(Records from a data collection)

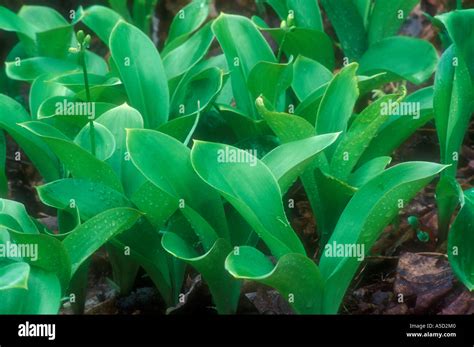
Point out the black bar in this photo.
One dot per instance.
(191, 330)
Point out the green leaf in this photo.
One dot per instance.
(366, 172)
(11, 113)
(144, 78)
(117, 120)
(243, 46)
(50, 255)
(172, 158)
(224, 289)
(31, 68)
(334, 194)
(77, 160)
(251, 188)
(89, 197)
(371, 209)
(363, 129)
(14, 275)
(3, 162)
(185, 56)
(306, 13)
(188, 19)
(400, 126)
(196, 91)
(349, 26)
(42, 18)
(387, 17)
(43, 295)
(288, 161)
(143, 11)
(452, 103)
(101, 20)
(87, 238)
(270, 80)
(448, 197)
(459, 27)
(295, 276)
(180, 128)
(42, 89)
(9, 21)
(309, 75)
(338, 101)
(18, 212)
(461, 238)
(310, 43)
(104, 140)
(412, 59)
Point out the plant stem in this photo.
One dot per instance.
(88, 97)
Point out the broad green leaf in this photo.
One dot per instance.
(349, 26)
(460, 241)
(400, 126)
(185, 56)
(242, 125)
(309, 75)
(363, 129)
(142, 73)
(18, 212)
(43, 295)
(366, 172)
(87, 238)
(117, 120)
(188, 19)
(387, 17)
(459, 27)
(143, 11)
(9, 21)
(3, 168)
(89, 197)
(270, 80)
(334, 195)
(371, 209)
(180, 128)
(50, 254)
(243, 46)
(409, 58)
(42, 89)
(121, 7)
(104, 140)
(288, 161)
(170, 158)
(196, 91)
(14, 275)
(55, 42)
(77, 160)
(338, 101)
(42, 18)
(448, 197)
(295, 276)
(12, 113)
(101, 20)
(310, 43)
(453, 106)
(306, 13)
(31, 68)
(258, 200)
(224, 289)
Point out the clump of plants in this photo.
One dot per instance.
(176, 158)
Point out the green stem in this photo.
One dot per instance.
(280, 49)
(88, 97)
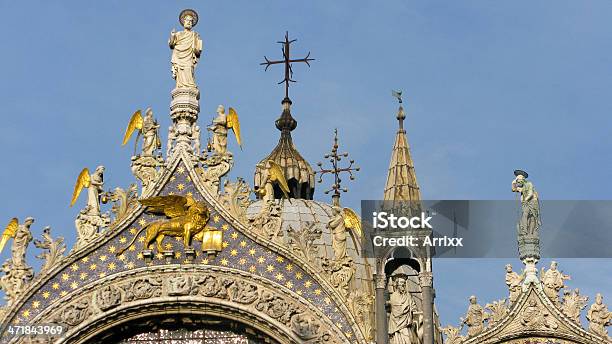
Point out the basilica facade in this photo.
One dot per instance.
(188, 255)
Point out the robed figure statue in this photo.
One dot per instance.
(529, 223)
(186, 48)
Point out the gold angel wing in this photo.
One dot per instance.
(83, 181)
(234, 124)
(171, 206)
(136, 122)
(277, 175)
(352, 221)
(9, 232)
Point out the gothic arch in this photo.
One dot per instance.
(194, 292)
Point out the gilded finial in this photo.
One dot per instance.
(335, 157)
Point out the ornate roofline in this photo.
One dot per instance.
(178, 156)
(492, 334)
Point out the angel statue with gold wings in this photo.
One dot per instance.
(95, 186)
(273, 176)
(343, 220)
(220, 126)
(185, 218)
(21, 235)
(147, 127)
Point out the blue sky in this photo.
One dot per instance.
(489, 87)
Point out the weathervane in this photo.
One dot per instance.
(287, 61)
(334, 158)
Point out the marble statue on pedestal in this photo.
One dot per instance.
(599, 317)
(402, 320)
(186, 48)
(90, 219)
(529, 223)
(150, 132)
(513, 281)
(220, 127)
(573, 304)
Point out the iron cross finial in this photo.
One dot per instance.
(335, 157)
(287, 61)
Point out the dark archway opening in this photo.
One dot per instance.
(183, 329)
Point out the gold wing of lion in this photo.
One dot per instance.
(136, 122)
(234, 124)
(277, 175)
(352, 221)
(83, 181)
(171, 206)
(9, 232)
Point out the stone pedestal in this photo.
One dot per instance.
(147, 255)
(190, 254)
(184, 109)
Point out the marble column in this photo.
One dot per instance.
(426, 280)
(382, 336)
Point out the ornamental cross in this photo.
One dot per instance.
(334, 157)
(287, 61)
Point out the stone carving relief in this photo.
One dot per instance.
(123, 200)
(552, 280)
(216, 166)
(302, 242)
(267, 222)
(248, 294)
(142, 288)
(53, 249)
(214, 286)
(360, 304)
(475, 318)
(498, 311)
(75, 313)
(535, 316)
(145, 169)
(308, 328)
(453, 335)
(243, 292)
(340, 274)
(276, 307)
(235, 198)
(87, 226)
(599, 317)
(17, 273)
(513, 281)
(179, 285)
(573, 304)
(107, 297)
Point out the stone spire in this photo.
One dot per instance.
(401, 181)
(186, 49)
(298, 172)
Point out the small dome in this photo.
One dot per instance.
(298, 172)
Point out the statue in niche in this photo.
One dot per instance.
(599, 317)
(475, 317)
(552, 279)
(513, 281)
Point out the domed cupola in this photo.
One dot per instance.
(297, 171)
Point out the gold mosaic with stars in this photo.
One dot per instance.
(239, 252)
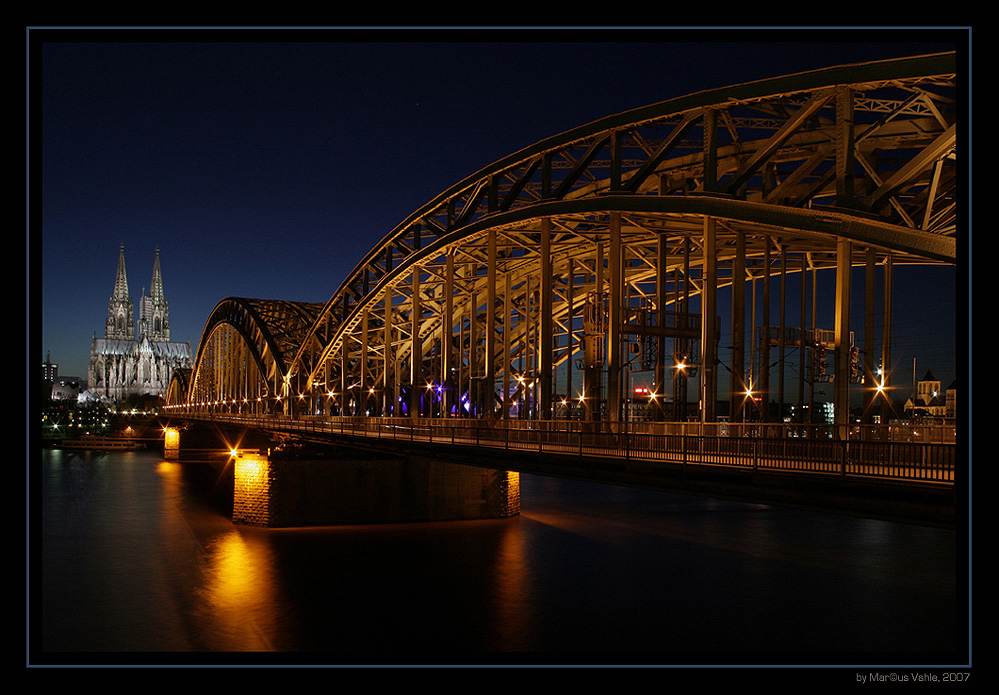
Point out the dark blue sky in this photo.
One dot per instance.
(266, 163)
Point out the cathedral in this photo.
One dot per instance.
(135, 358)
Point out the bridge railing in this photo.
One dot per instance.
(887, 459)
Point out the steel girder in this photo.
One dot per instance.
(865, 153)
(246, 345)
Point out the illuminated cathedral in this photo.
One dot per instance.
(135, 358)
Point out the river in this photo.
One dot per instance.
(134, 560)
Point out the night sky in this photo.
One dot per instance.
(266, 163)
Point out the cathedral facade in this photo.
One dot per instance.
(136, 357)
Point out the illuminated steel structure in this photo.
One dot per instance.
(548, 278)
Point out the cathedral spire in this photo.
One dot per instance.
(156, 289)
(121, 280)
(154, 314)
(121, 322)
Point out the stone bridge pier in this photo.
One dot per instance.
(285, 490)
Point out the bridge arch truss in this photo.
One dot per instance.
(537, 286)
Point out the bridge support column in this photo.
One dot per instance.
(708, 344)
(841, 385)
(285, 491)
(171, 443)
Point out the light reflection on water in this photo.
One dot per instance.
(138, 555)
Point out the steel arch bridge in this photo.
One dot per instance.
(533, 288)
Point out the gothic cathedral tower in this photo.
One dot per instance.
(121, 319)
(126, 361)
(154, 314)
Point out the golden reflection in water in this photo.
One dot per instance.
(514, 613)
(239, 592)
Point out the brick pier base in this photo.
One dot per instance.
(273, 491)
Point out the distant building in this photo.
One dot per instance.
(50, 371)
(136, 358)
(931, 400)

(TASK INSTRUCTIONS)
Write out again the lines from the one with "Point out the brick pier base in this photo." through the end of the records, both included, and subtract 31 from every number in the point coordinates.

(THE OUTPUT)
Point out the brick pier base in this photo.
One dot per instance.
(242, 460)
Point out the distant building in this photo.
One dot per instance.
(19, 340)
(105, 327)
(900, 369)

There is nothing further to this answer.